## Aim of the exercise
Output exactly the lines that run from the line with "Note to the class: indicate the sky" to the end of the material, both ends included, and no other lines.

##### Exercise data #####

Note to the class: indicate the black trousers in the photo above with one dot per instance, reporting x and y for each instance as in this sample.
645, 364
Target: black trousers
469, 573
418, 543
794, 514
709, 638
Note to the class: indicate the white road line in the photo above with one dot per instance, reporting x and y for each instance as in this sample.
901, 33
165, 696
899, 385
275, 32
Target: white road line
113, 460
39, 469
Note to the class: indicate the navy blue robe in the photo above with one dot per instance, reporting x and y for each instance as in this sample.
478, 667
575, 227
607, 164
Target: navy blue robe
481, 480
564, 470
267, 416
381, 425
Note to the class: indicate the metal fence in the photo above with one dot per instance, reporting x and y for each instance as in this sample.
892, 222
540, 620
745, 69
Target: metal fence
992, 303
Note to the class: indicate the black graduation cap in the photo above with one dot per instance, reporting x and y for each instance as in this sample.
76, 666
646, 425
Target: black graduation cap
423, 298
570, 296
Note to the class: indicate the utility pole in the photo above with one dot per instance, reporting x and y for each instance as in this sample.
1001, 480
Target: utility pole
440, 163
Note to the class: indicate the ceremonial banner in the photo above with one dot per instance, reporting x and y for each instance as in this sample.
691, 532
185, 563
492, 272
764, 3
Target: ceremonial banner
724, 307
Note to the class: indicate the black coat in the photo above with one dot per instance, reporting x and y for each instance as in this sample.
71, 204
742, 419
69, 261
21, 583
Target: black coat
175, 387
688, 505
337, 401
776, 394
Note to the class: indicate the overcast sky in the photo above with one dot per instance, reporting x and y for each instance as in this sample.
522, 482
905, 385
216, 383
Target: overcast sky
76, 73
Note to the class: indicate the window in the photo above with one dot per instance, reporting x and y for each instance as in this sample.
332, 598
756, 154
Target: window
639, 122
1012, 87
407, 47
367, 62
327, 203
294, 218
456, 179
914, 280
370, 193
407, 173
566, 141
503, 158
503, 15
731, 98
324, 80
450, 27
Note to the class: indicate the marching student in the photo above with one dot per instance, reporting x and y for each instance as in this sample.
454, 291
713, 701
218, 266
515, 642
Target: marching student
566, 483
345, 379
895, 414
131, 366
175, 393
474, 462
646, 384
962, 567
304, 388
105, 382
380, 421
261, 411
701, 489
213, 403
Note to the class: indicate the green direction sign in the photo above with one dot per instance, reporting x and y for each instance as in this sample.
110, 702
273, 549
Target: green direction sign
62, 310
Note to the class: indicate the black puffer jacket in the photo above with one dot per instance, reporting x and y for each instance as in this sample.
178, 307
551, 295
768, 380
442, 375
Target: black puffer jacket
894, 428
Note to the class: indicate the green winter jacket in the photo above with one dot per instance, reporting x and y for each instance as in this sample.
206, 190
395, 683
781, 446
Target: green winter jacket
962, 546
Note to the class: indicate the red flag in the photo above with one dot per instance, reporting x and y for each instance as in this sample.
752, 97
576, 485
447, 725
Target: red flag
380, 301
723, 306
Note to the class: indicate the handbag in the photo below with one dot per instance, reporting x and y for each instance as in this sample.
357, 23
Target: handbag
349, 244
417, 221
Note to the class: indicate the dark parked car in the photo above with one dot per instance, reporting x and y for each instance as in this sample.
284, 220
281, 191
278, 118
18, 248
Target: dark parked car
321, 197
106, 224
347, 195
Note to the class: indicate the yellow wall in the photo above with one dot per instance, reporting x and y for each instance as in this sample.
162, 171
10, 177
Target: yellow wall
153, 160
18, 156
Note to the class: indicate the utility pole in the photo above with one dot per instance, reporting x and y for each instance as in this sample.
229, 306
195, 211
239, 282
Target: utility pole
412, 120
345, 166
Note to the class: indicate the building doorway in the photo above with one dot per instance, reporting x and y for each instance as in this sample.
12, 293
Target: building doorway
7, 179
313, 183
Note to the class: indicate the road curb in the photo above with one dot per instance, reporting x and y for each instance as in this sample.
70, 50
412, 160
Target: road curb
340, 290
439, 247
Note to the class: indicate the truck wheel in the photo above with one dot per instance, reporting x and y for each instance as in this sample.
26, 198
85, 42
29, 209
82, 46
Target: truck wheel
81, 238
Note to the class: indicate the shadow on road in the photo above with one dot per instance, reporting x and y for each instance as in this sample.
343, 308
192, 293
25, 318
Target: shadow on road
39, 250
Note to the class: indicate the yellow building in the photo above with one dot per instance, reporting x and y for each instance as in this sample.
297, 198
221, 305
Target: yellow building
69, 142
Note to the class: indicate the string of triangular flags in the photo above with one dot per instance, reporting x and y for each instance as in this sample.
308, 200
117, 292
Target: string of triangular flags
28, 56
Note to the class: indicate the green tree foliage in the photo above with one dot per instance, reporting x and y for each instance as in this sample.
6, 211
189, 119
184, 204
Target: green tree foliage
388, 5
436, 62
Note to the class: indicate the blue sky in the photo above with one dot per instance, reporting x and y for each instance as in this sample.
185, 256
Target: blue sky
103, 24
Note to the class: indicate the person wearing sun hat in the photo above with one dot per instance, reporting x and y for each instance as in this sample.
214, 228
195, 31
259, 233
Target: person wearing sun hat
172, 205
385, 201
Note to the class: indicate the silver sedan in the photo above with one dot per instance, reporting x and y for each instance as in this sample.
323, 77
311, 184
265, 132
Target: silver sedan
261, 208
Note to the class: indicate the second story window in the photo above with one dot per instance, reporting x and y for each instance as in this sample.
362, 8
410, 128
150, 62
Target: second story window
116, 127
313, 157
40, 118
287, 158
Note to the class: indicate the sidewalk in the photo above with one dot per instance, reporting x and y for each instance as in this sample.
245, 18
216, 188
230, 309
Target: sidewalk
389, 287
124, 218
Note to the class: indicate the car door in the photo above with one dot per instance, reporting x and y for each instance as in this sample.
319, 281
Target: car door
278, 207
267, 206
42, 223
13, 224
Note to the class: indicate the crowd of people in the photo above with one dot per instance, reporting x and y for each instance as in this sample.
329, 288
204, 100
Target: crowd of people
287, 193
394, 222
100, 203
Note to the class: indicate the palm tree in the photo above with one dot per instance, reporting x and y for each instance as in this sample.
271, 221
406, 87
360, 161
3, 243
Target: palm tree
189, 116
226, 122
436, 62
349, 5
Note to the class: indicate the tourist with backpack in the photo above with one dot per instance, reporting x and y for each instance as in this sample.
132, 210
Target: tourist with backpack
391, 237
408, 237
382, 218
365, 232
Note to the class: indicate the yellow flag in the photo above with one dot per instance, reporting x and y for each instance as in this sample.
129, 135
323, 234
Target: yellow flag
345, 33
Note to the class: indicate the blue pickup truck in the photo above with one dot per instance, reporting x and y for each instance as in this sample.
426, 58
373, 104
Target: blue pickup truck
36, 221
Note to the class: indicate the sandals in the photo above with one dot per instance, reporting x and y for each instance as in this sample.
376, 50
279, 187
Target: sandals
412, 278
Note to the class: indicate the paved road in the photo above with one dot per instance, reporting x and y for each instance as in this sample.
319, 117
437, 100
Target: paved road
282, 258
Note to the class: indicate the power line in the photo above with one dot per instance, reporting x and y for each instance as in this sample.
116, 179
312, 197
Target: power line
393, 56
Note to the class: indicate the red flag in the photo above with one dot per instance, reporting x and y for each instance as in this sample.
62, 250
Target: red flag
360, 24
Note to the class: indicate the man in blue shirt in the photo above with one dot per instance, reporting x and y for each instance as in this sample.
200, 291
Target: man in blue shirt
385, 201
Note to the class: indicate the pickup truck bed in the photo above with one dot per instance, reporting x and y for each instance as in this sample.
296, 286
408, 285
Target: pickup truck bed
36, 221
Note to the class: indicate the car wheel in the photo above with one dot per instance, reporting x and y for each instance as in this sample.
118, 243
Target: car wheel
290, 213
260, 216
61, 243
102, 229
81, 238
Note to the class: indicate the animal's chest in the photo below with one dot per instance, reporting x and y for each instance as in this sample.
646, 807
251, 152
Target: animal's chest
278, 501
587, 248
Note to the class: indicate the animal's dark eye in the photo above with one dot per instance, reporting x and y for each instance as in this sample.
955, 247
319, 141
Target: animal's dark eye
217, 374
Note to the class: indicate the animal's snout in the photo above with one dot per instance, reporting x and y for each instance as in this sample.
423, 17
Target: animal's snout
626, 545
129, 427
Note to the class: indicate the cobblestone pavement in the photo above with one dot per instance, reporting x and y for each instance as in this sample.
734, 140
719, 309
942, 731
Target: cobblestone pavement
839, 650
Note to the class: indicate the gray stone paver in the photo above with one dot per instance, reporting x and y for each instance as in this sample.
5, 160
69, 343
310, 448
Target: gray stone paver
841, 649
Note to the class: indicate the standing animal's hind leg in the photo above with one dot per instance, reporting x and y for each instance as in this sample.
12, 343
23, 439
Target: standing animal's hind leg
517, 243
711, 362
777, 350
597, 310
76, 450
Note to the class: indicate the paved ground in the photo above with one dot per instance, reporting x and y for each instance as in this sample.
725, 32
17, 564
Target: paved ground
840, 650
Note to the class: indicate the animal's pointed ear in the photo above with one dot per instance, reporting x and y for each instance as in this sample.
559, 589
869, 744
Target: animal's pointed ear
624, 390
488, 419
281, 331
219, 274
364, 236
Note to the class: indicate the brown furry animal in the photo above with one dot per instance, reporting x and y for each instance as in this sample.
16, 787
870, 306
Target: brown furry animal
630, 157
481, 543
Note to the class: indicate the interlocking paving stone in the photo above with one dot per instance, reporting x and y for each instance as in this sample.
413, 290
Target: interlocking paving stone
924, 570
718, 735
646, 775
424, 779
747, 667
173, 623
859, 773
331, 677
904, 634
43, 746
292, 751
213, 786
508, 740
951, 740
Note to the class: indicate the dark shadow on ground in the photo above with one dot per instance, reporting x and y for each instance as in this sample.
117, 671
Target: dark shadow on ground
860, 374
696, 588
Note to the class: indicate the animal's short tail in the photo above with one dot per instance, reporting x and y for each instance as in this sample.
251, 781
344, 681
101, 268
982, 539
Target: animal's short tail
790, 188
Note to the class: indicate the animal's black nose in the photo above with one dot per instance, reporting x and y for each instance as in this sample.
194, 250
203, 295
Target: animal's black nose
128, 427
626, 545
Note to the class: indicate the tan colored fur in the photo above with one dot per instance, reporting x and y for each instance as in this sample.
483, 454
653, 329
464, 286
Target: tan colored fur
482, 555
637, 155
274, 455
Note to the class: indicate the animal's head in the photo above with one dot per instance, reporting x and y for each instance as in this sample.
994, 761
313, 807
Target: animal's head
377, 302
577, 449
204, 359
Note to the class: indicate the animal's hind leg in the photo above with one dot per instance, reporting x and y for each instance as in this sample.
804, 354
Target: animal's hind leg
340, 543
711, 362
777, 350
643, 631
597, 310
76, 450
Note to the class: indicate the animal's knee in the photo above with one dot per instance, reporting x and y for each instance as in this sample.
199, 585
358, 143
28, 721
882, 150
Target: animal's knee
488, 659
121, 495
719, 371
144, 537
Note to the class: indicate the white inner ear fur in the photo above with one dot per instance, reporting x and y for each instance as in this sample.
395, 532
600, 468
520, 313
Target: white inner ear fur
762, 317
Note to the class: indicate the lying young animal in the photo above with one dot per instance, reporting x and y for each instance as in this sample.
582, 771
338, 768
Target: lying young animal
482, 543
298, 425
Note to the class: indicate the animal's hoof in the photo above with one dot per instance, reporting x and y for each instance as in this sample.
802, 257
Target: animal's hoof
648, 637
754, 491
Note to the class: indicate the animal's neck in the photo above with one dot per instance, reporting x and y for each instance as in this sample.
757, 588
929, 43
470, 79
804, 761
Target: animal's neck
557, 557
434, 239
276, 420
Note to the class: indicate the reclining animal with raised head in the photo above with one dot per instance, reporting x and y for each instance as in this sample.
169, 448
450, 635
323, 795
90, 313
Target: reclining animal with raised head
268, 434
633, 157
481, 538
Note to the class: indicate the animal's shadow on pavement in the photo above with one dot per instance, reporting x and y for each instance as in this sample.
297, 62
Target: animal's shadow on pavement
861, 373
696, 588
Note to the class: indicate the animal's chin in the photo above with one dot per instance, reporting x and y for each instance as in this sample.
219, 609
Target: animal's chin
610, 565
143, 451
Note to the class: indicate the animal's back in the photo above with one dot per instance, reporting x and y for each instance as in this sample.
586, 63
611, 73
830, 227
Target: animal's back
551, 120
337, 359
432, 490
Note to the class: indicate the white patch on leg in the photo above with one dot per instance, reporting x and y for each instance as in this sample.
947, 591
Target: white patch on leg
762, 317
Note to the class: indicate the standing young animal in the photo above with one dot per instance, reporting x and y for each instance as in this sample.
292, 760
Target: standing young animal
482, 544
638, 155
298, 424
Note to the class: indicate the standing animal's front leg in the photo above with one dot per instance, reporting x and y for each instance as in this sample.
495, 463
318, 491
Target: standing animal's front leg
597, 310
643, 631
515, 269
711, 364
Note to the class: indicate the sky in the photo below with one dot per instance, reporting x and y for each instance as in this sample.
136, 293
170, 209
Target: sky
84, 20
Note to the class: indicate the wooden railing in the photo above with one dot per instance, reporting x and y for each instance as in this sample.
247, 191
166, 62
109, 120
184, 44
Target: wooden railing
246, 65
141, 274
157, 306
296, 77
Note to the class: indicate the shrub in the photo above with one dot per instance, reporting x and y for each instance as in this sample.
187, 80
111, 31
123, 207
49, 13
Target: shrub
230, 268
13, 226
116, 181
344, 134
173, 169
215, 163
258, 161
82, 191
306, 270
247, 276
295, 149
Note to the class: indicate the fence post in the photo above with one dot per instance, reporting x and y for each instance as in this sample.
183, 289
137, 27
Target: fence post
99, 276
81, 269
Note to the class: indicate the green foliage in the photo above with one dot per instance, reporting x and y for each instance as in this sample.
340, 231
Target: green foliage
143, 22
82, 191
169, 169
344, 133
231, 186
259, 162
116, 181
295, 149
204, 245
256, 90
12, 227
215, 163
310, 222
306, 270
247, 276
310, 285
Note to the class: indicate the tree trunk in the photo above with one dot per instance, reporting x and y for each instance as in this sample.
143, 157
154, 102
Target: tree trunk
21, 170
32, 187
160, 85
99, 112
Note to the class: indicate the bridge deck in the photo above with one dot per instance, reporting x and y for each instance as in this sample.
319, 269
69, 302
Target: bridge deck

#####

## Reply
Note to the class: indicate the sky in the photo below with one dot per instance, reporting x and y for each instance as in this sample.
136, 293
170, 209
Target: sky
84, 20
Note to the class: indicate the wooden railing in the photo above with one dot per instance, reporting x and y for each instance as in this sample.
247, 191
166, 62
109, 120
184, 44
Target: wooden railing
246, 65
141, 274
157, 306
296, 77
Note to the class: indicate the shrub in the photo above with one dot per instance, reporting x and y for each instance as in this sample.
187, 80
111, 31
123, 207
49, 13
Target: shrub
230, 268
13, 226
116, 181
344, 134
173, 169
215, 163
258, 161
82, 191
306, 270
247, 276
295, 149
Note to the class: indicate the fence post in the photo above with one dot per instance, reporting x and y for each instance as in this sample.
183, 289
137, 27
Target: fence post
99, 276
81, 269
Note to the class: indicate the green foliage in the photo above with one dot per instance, reporting x and y for each instance as in this sample.
340, 231
Target: green foliage
143, 22
82, 191
169, 169
344, 133
231, 186
259, 162
116, 181
295, 149
204, 245
256, 90
12, 227
215, 163
310, 222
306, 270
247, 276
310, 285
Note to the class: indicate the tree trunk in the photo above with one dot per instance, reporting x and y for each instance as in this sample.
143, 157
154, 102
Target: tree trunk
21, 170
32, 187
160, 85
99, 112
Note to the class: indicate the bridge deck in the photo above with one dot per instance, reporting x and y for each instance as in this sample.
319, 269
69, 302
Target: bridge deck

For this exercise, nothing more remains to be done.